The super dangerous stuff made as a result of the nuclear reaction would have cooked off the majority of itself within days, or even hours. Combined with intentional and organized cleanup/containment, this means that both cities were relatively safe again in a surprisingly short amount of time.

Marie Curie, on the other hand, was a pioneer in radioactive science. She discovered Polonium and Radium, two *extremely* radioactive elements. Polonium-210 has a half life of only 138 days, whereas Radium-226 is sitting at about 1600 years.

Nothing was known about radioactivity at the time – Curie and her husband quite literally coined the term. They didn’t know to take precautions against radiation exposure, or that radiation could leech into other materials. She walked around with radioactive materials in her pocket. She stored them in her desk. She then worked as a radiology technician in WWI, giving unshielded x-rays and further exposing herself.

- _Supplied data_
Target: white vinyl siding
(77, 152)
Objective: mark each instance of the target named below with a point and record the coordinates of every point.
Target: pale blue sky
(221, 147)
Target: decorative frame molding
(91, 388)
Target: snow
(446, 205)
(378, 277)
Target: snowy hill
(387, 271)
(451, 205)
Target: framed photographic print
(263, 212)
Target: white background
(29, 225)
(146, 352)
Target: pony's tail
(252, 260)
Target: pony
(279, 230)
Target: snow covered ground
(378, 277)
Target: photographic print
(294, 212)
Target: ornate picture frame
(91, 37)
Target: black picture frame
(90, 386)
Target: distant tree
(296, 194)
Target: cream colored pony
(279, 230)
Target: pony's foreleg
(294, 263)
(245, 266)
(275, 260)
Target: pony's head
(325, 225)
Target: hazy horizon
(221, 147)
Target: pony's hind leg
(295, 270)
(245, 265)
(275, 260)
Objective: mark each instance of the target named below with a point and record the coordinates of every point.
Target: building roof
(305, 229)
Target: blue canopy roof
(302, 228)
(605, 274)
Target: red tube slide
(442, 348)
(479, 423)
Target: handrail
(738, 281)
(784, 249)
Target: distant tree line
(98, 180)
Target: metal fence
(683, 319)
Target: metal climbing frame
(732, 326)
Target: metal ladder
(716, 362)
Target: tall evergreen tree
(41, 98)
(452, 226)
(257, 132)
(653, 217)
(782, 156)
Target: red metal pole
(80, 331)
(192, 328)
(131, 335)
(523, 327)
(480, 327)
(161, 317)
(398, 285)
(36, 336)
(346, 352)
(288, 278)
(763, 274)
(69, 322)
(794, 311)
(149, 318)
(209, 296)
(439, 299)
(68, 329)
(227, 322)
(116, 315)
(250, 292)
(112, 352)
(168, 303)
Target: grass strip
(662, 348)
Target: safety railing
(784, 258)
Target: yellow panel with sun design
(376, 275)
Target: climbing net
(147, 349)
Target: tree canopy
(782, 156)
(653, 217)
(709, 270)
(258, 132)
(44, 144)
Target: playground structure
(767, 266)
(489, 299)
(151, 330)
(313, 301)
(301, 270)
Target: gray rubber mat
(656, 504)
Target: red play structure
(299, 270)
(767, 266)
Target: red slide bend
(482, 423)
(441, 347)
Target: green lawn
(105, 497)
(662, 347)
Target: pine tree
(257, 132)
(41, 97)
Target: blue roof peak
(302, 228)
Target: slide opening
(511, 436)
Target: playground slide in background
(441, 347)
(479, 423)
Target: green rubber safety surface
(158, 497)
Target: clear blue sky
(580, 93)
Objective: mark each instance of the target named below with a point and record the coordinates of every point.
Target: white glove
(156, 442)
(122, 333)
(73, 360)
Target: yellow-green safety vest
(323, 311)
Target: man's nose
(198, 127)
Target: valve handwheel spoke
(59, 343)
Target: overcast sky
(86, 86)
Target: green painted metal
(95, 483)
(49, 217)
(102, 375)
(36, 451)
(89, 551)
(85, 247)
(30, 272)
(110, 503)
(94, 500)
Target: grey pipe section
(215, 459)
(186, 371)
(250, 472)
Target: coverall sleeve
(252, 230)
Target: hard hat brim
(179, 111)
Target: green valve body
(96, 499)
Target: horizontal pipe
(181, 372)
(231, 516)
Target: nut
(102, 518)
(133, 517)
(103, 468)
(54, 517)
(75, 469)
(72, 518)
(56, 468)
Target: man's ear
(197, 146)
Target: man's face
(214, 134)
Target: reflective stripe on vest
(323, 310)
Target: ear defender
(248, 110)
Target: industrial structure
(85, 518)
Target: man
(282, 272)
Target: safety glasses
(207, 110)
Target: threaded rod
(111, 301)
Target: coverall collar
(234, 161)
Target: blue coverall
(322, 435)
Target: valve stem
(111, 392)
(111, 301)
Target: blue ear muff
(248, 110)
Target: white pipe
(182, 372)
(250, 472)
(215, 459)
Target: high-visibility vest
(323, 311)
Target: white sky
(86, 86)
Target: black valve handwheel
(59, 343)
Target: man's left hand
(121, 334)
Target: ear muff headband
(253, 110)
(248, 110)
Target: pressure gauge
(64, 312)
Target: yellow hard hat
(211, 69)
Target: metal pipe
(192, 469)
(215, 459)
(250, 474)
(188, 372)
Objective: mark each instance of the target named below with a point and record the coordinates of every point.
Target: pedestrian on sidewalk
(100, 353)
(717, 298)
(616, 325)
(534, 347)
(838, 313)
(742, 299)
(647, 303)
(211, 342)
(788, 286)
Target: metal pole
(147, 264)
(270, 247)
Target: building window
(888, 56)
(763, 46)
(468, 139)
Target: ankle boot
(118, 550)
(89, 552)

- _What to do_
1. Please copy the part of the radioactivity passage that opens with the words containing "Marie Curie, on" and closes with "about 1600 years.".
2. According to the radioactivity passage, what is the half life of Polonium-210?
You will not need the items.

- _Outputs for the tasks_
1.
Marie Curie, on the other hand, was a pioneer in radioactive science. She discovered Polonium and Radium, two *extremely* radioactive elements. Polonium-210 has a half life of only 138 days, whereas Radium-226 is sitting at about 1600 years.

2. 138 days